INFORMATION PROVIDED
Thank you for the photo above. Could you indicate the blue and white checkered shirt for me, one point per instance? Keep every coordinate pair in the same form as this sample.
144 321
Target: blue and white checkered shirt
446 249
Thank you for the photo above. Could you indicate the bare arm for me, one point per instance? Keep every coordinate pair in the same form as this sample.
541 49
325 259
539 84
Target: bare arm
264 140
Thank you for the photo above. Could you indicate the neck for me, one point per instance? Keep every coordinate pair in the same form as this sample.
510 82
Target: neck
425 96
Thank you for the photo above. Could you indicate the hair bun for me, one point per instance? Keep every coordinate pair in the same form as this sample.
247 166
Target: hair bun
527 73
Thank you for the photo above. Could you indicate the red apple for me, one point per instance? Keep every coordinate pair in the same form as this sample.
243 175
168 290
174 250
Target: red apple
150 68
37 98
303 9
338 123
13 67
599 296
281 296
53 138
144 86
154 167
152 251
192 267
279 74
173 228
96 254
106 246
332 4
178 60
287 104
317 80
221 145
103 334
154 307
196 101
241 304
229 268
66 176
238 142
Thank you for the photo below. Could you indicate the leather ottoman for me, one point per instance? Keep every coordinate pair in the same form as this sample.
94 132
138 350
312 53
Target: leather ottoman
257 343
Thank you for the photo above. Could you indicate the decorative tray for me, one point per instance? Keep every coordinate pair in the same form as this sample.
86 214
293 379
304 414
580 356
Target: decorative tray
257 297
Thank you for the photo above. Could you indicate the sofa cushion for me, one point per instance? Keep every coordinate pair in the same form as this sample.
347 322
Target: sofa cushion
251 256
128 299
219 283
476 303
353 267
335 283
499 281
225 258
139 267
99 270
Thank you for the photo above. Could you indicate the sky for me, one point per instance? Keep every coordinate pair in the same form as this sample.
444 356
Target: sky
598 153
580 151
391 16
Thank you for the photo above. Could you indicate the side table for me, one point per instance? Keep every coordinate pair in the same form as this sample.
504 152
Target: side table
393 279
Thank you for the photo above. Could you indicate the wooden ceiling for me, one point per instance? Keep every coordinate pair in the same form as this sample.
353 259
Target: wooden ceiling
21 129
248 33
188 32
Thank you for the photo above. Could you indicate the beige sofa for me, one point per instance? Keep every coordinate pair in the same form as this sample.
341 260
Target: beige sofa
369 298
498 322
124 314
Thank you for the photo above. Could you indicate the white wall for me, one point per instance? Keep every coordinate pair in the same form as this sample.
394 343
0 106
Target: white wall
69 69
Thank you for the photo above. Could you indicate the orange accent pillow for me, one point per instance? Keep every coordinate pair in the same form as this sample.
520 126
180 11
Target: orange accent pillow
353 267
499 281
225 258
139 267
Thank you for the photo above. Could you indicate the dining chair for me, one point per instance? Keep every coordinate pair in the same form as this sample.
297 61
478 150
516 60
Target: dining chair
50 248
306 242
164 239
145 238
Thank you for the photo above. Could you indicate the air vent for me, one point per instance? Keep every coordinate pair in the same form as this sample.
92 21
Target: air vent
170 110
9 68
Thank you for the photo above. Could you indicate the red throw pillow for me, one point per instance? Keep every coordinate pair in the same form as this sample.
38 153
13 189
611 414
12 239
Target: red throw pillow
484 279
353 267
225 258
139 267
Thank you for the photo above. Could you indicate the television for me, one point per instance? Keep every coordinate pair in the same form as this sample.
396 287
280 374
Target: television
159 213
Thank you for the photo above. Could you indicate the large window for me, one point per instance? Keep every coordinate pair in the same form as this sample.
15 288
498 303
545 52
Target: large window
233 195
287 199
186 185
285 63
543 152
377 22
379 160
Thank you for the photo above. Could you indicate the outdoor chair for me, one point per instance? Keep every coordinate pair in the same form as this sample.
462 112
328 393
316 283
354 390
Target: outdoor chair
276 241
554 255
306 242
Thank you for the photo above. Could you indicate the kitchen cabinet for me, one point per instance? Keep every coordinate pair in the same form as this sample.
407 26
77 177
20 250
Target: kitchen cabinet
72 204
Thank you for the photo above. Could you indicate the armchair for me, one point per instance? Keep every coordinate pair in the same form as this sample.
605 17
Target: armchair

STATED EXERCISE
Repeat the line that contains "Thank you for the photo above. Could you indicate the outdoor", then every line after it until the records end, with nothing added.

FULL OUTPUT
Thank you for the photo above. Could you indicate the outdoor chair for me, one point per instance? Keep every coordinate pair in the same form as this sample.
462 112
328 393
316 283
354 390
Target: outdoor chair
276 241
554 255
306 242
Thank you for the photo above. Could you indicate the kitchen cabinet for me, one point per instance? Keep every coordinate pair in the same form as this sample.
407 26
77 177
20 250
Target: kitchen cabinet
72 204
Thank you for the photo above. Could you indicate the armchair for me, one point per instance? Keep every coordinate pair in the same form as this sample.
605 17
Target: armchair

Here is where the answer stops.